EXTRAIT DU DOCUMENT —
################

Hormis le plâtre qui lui couvre le nez, Goli Abadi a un visage superbe. Comme moult Iraniennes, la jeune femme a succombé à la mode de la chirurgie esthétique. “Je me suis cassé le nez quand j’étais à la maternelle. J’ai pris un coup qui m’a laissé une petite bosse. Sinon, je ne me serais jamais fait opérer”, raconte cette hygiéniste dentaire actuellement au chômage. “Après mon accident, j’avais du mal à respirer. Je ne pouvais pas dormir sur le ventre, il fallait que je me mette sur le dos”, explique quant à elle Laïla, 23 ans, le visage tuméfié et les yeux injectés de sang après une intervention similaire.

Les rues de Téhéran grouillent de jeunes avec le nez dans le plâtre. Mais, si les Iraniens branchés ont manifestement besoin d’afficher leur rhinoplastie – selon les médecins, certains se font même plâtrer le nez sans s’être fait opérer pour étaler leur statut social –, rares sont ceux qui avouent les motifs réels de leur intervention. “Ils racontent tous qu’ils ont eu un accident, des troubles respiratoires ou une déviation de la cloison nasale”, soupire un spécialiste de Téhéran. “C’est un virus”, commente de son côté Goli Abadi. “Presque toutes mes amies se sont fait refaire le nez. Les filles rivalisent entre elles pour être la plus belle. C’est débile, mais ça permet aussi de passer le temps.”

 

La République islamique a le plus fort taux de rhinoplastie au monde, même s’il est difficile d’obtenir des chiffres précis. Les Iraniens appellent le nez parfait “le nez à 1 million de tomans [885 euros]”. En fait, les interventions atteignent parfois les 3 900 euros.

L’un des grands chirurgiens plasticiens de Téhéran affirme compter parmi ses patients les filles de hauts responsables religieux. C’est l’ayatollah Khomeyni, le père de la révolution islamique, qui a officiellement autorisé la chirurgie esthétique en Iran, après avoir été consulté par une personnalité religieuse dont la fille devait être opérée par Mohammed Abidipour, le premier chirurgien plasticien du pays.

Comment expliquer la popularité de la rhinoplastie ? De nombreuses raisons ont été avancées. La première serait le code vestimentaire musulman. Les femmes devant se couvrir les cheveux et le corps, l’attention se focalise sur le visage. La seconde, c’est que le régime de Téhéran ne favorise pas les activités sociales. Résultat : les jeunes sont désœuvrés. Ils rêvent de ressembler à Jennifer Lopez, Nicole Kidman et Tom Cruise, ces stars de Hollywood qu’ils voient à la télévision par satellite (officiellement interdite).

################

CONTENU DES DONNÉES —
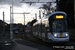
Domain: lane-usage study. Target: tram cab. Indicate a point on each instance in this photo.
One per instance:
(57, 27)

################

TRAVAIL DEMANDÉ —
- A) Dans le texte sur la rhinoplastie en Iran, récrivez sous forme de liste le paragraphe qui commence par « Comment expliquer la popularité » en gardant ses faits principaux.
- B) Rédigez la suite du texte sur la rhinoplastie en Iran, en partant de sa dernière phrase.

RÉPONSES DANS L'ORDRE —
- A)
- Plusieurs raisons ont été avancées pour expliquer la popularité de la rhinoplastie.
- Première raison : le code vestimentaire musulman. Les femmes doivent se couvrir les cheveux et le corps, si bien que l'attention se concentre sur le visage.
- Deuxième raison : le régime de Téhéran ne favorise pas les activités sociales, et les jeunes sont donc désœuvrés.
- Ces jeunes rêvent de ressembler à Jennifer Lopez, Nicole Kidman et Tom Cruise, des stars de Hollywood qu'ils voient à la télévision par satellite, officiellement interdite.

- B)
Le nombre croissant de personnes défigurées par le bistouri de chirurgiens non qualifiés commence à devenir préoccupant. L’Iran ne compte officiellement que 115 chirurgiens plasticiens, mais l’explosion de la demande a incité au moins dix fois plus de praticiens issus d’autres spécialités, les ORL par exemple, à se lancer dans le secteur.

“Il se passe des choses terribles”, confie le Dr Abidipour, qui a dirigé le département de chirurgie plastique de la faculté de médecine de Téhéran. “On m’a envoyé un jour une patiente pour une rhinoplastie correctrice. Elle avait subi vingt opérations du nez, à raison de 120 dollars à chaque fois. Les interventions avaient été faites par le même médecin. Elle avait le nez dans un état épouvantable.”

Le ministère de la Justice a constitué un service spécial pour traiter les ratés de la médecine. Entre 2001 et 2004, il a examiné 2 715 affaires de chirurgie esthétique : 459 médecins ont reçu un blâme écrit et 21 ont été suspendus pour une période allant jusqu’à quatre ans. Pour certains, c’est une maigre consolation. Sina Maadelat, par exemple, 25 ans, chauffeur de taxi à Téhéran, vient de payer 250 euros pour une troisième opération. “La première fois, j’ai beaucoup saigné. Je n’ai pas pu respirer pendant deux semaines, raconte-t-il. Et puis les médecins ont eu du mal à enlever le plâtre et les points de suture. La pointe [de mon nez] est retombée. En fait, je n’avais aucun problème. Mon nez était mieux avant que je passe sur le billard.”